**REQUEST**
Print the lines from the one containing "Where can the white knee" up to and including the one containing "column 67, row 135", reproducing each without any change.

[Begin]

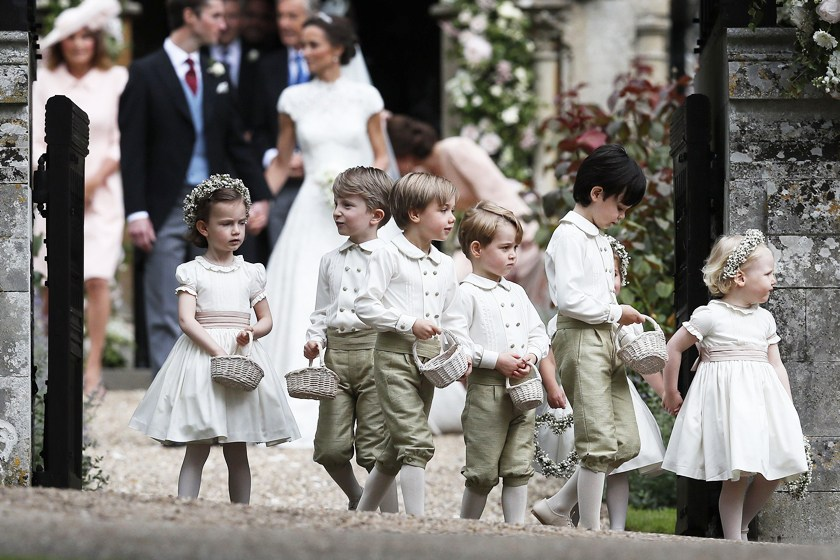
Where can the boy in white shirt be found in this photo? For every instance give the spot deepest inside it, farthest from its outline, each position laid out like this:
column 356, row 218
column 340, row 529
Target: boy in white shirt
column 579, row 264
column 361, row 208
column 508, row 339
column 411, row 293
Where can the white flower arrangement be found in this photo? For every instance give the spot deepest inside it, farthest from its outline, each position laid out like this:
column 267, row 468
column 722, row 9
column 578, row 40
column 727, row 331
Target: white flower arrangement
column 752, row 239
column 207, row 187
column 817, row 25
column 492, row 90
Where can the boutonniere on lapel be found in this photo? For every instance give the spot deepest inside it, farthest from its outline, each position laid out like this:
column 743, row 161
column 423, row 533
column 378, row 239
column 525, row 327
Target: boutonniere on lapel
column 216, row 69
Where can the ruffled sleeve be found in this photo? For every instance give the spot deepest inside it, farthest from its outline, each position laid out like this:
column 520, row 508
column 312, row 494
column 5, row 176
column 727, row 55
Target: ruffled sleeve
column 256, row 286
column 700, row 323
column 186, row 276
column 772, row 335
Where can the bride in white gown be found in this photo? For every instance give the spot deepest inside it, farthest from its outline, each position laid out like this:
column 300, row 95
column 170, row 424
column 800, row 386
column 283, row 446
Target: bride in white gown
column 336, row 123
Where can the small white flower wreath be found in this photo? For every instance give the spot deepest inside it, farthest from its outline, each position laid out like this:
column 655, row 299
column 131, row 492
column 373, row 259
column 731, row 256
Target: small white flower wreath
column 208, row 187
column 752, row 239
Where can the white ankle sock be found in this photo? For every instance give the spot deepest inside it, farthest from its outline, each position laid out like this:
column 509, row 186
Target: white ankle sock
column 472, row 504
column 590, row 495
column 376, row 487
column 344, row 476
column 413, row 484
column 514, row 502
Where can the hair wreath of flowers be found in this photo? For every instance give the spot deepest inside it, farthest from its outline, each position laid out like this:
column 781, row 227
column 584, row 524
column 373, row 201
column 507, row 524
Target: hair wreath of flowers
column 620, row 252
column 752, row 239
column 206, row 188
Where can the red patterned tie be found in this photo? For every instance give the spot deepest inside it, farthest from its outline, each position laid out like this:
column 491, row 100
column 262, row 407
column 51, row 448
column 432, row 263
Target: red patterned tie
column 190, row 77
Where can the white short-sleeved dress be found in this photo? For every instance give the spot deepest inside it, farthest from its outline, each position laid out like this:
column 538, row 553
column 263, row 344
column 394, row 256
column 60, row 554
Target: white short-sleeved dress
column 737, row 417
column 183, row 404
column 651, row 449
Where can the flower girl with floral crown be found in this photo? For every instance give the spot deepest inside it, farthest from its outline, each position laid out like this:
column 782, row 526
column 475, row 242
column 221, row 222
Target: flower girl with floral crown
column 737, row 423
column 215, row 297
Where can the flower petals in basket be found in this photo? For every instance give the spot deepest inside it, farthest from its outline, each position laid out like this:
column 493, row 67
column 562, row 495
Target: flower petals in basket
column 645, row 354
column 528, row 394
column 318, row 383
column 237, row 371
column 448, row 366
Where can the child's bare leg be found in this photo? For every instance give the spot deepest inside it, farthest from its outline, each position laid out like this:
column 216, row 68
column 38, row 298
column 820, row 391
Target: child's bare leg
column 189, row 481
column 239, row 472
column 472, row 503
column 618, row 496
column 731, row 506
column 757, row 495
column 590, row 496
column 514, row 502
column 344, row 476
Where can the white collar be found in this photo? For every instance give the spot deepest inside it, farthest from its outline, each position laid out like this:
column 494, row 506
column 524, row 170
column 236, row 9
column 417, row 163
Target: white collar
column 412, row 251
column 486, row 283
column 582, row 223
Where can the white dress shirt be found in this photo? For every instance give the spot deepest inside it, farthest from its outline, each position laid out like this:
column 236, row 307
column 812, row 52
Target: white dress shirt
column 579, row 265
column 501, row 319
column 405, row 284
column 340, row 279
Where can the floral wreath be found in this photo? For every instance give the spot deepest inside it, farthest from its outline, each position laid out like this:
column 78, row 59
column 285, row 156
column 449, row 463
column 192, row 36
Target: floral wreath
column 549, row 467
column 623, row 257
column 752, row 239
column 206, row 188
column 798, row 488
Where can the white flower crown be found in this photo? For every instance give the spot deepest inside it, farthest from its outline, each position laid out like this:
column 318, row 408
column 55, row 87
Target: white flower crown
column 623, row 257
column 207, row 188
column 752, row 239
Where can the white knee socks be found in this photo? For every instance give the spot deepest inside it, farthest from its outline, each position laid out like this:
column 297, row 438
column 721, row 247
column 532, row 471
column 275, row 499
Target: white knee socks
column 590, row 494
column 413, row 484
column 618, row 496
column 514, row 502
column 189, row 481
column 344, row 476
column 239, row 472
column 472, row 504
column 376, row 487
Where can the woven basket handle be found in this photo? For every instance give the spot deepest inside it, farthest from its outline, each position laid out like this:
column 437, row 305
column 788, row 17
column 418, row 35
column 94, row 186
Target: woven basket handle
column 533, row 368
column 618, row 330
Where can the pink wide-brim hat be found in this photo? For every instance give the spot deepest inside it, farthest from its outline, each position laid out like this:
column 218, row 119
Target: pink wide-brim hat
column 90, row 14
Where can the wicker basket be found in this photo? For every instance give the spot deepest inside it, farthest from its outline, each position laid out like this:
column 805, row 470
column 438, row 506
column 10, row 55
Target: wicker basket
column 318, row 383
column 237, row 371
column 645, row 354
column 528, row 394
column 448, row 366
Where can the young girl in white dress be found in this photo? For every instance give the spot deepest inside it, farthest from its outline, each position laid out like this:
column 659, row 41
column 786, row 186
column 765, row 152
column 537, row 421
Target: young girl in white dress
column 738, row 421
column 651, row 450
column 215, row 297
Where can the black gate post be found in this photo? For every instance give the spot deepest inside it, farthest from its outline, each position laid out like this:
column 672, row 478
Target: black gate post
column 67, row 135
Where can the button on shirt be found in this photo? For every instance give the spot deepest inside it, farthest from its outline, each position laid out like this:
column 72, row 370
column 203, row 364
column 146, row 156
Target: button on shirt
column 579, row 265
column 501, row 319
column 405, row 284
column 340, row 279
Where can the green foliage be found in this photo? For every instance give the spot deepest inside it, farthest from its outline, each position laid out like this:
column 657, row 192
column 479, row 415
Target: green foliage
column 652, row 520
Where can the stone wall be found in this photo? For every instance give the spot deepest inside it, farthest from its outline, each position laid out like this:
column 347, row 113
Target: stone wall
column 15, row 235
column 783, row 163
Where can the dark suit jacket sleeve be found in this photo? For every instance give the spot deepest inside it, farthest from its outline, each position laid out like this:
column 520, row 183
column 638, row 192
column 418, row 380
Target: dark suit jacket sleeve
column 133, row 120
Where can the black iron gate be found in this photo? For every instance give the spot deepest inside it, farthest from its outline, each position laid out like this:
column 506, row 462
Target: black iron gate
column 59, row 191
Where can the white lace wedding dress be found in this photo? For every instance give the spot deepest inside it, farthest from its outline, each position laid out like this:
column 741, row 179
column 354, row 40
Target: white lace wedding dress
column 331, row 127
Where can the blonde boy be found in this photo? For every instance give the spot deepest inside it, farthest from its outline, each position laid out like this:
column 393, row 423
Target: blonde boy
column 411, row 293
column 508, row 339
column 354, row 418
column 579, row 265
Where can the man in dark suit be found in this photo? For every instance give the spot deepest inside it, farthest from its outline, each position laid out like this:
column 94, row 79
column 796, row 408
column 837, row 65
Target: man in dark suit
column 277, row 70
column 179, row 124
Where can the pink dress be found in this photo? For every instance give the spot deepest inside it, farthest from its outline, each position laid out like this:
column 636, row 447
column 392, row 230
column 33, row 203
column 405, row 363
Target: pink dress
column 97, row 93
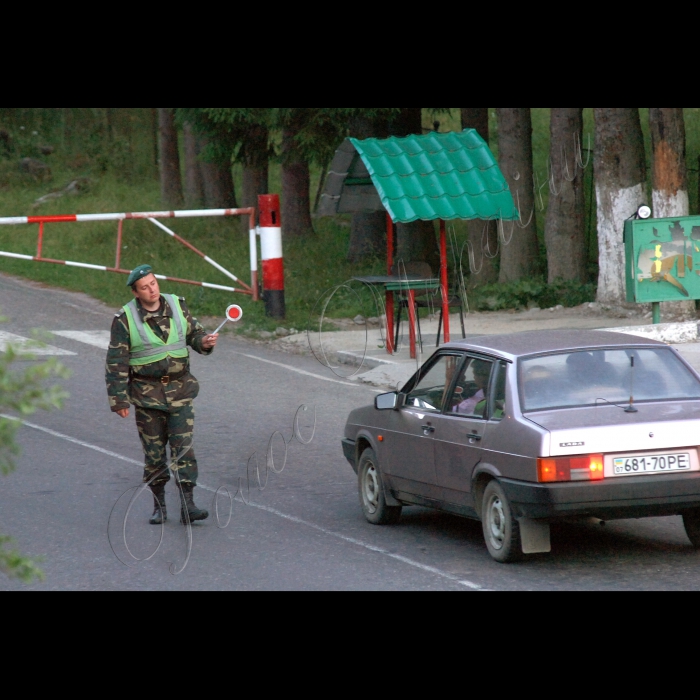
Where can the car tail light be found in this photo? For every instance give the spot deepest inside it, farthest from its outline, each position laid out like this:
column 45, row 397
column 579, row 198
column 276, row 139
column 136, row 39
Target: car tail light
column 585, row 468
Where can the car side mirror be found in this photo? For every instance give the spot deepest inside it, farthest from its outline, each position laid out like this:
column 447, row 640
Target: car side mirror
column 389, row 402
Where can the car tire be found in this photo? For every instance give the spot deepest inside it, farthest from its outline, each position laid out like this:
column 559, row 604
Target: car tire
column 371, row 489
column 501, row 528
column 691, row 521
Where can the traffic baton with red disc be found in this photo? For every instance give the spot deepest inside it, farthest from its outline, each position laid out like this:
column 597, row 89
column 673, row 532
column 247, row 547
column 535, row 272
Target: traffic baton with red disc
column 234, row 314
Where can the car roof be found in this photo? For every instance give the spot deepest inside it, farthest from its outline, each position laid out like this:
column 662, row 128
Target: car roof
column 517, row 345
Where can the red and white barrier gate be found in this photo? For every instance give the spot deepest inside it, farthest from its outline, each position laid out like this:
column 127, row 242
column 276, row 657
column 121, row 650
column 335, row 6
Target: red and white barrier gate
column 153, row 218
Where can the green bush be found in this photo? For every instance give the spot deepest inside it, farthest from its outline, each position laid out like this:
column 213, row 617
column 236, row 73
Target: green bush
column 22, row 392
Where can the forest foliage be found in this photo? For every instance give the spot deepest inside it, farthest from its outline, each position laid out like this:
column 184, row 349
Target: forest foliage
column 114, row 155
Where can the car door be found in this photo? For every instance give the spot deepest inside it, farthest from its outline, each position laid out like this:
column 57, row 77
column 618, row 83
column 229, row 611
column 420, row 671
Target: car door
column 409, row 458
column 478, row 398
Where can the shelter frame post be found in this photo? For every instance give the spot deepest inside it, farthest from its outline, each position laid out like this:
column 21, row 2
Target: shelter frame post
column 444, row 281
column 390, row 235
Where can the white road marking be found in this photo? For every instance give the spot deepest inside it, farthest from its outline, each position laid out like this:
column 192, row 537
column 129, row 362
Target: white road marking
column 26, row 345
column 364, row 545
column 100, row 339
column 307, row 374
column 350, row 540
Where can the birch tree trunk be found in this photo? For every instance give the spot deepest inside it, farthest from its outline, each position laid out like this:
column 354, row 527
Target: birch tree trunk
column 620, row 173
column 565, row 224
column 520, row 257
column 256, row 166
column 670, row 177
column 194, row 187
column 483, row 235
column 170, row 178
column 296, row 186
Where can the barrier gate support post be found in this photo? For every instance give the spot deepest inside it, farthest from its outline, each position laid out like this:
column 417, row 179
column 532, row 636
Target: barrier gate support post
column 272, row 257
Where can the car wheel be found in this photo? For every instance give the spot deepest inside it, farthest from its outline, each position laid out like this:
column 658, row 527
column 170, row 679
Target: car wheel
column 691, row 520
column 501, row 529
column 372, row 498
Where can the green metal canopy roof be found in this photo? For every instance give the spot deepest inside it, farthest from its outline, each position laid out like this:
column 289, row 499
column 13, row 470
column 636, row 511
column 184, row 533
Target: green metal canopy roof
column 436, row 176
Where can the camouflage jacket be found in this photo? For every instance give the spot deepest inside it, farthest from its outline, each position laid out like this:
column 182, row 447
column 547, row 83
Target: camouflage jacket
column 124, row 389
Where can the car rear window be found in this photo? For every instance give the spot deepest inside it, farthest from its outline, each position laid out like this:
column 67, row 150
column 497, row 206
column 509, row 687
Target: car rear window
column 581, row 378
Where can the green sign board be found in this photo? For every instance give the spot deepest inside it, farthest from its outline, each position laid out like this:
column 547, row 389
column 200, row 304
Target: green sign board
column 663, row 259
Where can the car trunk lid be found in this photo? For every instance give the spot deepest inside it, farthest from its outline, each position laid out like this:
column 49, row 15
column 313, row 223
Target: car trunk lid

[End]

**REPLY**
Where can the white knee socks be found in this photo? For every instance give the spot deepest inside it, farthest from its outline, each position laid out like this:
column 297, row 438
column 721, row 247
column 532, row 471
column 275, row 499
Target: white knee socks
column 590, row 494
column 413, row 484
column 618, row 496
column 514, row 502
column 189, row 481
column 344, row 476
column 239, row 472
column 472, row 504
column 376, row 487
Where can the woven basket handle be found in this photo? For every instance give the spot deepest inside it, farthest from its outline, each position laid out like this:
column 437, row 305
column 788, row 17
column 418, row 35
column 94, row 186
Target: woven basket handle
column 533, row 368
column 618, row 330
Where can the pink wide-brim hat be found in this photo? For every instance give the spot deepest inside it, farthest from its outline, each position laid out like this:
column 218, row 119
Target: pink wide-brim hat
column 90, row 14
Where can the wicker basket be found in this photo? For every instance give the spot deepest inside it, farthest from its outline, each position laid out like this:
column 805, row 470
column 438, row 506
column 10, row 55
Target: wicker basket
column 318, row 383
column 237, row 371
column 645, row 354
column 528, row 394
column 448, row 366
Where can the young girl in white dress be found in this photo? For every instance give the spot deepest inside it, farthest from its outline, each position laid out like this:
column 659, row 41
column 786, row 186
column 765, row 152
column 537, row 421
Target: young girl in white dress
column 738, row 421
column 651, row 450
column 215, row 297
Where can the black gate post be found in this photo? For every instance give the spot deepest inside it, farthest from its outline, each position laid out like this:
column 672, row 478
Target: black gate post
column 67, row 135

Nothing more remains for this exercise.